What is being asked> Give all the data again exactly.

Recorded data>
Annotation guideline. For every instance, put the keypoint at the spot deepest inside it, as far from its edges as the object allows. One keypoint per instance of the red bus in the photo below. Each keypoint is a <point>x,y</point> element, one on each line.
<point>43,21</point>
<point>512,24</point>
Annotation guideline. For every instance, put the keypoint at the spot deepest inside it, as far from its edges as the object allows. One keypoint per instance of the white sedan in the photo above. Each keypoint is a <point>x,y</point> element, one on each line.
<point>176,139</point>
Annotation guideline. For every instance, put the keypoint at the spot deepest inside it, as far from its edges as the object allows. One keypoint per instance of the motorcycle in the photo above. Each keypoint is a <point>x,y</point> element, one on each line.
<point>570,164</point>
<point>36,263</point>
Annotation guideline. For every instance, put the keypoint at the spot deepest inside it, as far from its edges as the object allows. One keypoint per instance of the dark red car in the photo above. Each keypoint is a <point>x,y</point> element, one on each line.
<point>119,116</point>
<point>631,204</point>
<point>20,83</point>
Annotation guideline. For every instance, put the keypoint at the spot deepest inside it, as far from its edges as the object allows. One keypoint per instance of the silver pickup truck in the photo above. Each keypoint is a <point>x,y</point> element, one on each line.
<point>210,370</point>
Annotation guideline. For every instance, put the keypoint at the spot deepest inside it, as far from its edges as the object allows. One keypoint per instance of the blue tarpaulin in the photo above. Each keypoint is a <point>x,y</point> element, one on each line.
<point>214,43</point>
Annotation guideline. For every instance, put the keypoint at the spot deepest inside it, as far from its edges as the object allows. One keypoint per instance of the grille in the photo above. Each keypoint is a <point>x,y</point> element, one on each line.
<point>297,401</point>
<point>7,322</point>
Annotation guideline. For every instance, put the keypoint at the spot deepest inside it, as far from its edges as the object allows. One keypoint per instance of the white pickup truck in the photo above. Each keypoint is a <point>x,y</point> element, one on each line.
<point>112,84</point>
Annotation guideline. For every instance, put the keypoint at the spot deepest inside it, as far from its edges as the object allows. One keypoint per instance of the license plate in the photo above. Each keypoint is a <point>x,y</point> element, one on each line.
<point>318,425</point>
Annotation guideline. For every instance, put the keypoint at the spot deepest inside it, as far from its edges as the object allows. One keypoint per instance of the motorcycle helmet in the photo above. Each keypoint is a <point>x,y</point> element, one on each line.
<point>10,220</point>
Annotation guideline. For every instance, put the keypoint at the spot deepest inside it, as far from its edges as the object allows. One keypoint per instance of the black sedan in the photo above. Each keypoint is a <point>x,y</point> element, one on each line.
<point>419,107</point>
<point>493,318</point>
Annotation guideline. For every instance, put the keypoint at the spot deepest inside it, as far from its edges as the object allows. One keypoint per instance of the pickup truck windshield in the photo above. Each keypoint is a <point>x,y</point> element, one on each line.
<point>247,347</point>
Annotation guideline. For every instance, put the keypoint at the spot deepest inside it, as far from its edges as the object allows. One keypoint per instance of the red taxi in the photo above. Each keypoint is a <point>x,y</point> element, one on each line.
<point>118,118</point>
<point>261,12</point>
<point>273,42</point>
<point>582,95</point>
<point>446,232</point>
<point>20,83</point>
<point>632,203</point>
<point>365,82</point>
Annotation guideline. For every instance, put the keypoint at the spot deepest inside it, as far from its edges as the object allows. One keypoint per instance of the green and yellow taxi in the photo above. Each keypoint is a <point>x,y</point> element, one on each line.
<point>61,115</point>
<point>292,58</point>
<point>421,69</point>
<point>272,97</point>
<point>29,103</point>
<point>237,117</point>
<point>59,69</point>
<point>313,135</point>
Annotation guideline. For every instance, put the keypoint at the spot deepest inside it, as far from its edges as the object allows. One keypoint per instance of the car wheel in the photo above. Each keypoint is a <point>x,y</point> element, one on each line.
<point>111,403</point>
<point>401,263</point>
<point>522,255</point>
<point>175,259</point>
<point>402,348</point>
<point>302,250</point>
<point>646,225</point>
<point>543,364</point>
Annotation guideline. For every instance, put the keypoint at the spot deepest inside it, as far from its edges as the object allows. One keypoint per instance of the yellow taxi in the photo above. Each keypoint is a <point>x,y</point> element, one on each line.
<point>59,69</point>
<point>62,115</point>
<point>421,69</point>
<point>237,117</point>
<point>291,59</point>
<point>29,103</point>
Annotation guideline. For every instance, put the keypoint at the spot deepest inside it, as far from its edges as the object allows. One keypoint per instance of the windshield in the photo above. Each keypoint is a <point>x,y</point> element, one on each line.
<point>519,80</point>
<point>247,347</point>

Written response>
Annotation guideline. For every instance, put the keypoint at the spot deepest inside it, as far from its edges as the object allows. One keypoint per instance of the red bus in the photo below. Each keypoint is a <point>x,y</point> element, one on each line.
<point>43,21</point>
<point>512,24</point>
Annotation guideline. For every instance, put the keypoint at the spot deepest inside it, as far from its edges as the object allows. One keypoint per instance of the white sedan in the photo above. Each keypoint is a <point>x,y</point> element, one on each line.
<point>176,139</point>
Annotation guideline. For every instance, put the keypoint at the spot deepest inside it, as far from its edges as the object allows. One keypoint per instance of the motorcycle in the photo above. Each keypoint is a <point>x,y</point> element, one on each line.
<point>570,164</point>
<point>36,263</point>
Annotation guideline. For every instance, put the keypoint at the spot deepest inside it, as far from its edges as the object allows. One keypoint per instance of the dark red car in the photo above. Each keypoint is a <point>x,y</point> element, one on each line.
<point>119,116</point>
<point>631,204</point>
<point>20,83</point>
Annotation guideline. For every instance, put the keypoint at the spot deepest inside it, as far from its edges as the object allows. One keypoint per instance of the silver pickup truck in the photo above. Each keypoint is a <point>x,y</point> element, one on each line.
<point>210,370</point>
Annotation guideline. For every instance, put the keypoint at the spot deepest inside it, as far from its edges as the object allows. One keypoint per instance of the blue tarpaulin in the photo above. Each keypoint is a <point>x,y</point> element, one on each line.
<point>214,43</point>
Annotation guideline. For every instance, put the keypoint at the spot deepest inside it, as far from its edges as the object allows. One keypoint per instance of the grille in the photo above. Each keypoint is a <point>x,y</point> element, one on each line.
<point>297,401</point>
<point>7,322</point>
Annotation guideline. For every instance, put the keypoint at the spot deepest inside it, as far from its edges as the object allows. One keypoint per instance of the white pickup truck in the photo above. Each keypoint is a <point>x,y</point> element, one on each line.
<point>112,84</point>
Annotation guideline. For every instance, put the keypoint at the spot deepest inside it, as far from its edges as the object allows. One keypoint per instance of the license plate in the photo above. Each keypoint is a <point>x,y</point> element, one on each line.
<point>318,425</point>
Annotation guideline. For every instance, put the keypoint at the spot deepest inside it, as far from its edges as the object allows. One keypoint per instance of the motorcycle helmet in the photo above. Each keypoint is a <point>x,y</point> element, one on each line.
<point>10,220</point>
Annotation guideline. For every instance, put the keypoint at the spot deepest inside it, as far from its edges as the object allows. One keypoint per instance of the black sedan in the photo above. Each keypoint is a <point>x,y</point> element, one on each line.
<point>419,107</point>
<point>493,318</point>
Annotation guideline. For every instance, put the keypoint at the spot deepest inside it, as far from its edges as the object allows. One keypoint per instance of the pickup truck windshield in the photo above. Each keypoint is a <point>x,y</point> element, one on each line.
<point>247,347</point>
Annotation guideline. For every instance, put the keypoint at the spot deepest inside it, as far from its edges as the object allows. One keypoint per instance of the red taxi in the photo above. Each keypoint is a <point>x,y</point> element, one on each line.
<point>118,118</point>
<point>261,12</point>
<point>273,42</point>
<point>582,95</point>
<point>446,232</point>
<point>20,83</point>
<point>632,203</point>
<point>365,82</point>
Annotation guideline. For every instance, put the keypoint at the spot deepest inside it, as far from its edges as the object allows. One keypoint per instance of the green and yellow taxi in the photo above. Each keypoint is a <point>x,y</point> element, one on each line.
<point>61,115</point>
<point>292,58</point>
<point>421,69</point>
<point>272,97</point>
<point>29,103</point>
<point>237,117</point>
<point>59,69</point>
<point>313,135</point>
Annotation guideline. For every instance, put the keypoint at the spot deepest inside it, as far from its edges as the object allows. One keypoint per instance of the car wheel in the photo above. Each keypoint is a <point>x,y</point> element, one on each line.
<point>111,403</point>
<point>401,263</point>
<point>522,255</point>
<point>175,259</point>
<point>402,348</point>
<point>302,250</point>
<point>646,225</point>
<point>543,364</point>
Annotation guideline. For every instance, put the keypoint at the spot deepest inside it, as far from its edges as the object allows. One keypoint per instance of the yellow taxi in the photo above. Each keypoint is a <point>x,y</point> element, one on each line.
<point>59,69</point>
<point>62,115</point>
<point>421,69</point>
<point>237,117</point>
<point>291,59</point>
<point>29,103</point>
Annotation guideline. For every instance, put the keypoint at the spot deepest inside it, as far from its edges as the object allows. One keypoint per instance of the windshield in the photo above. Each keypoint is a <point>x,y</point> element, one on each line.
<point>519,80</point>
<point>247,347</point>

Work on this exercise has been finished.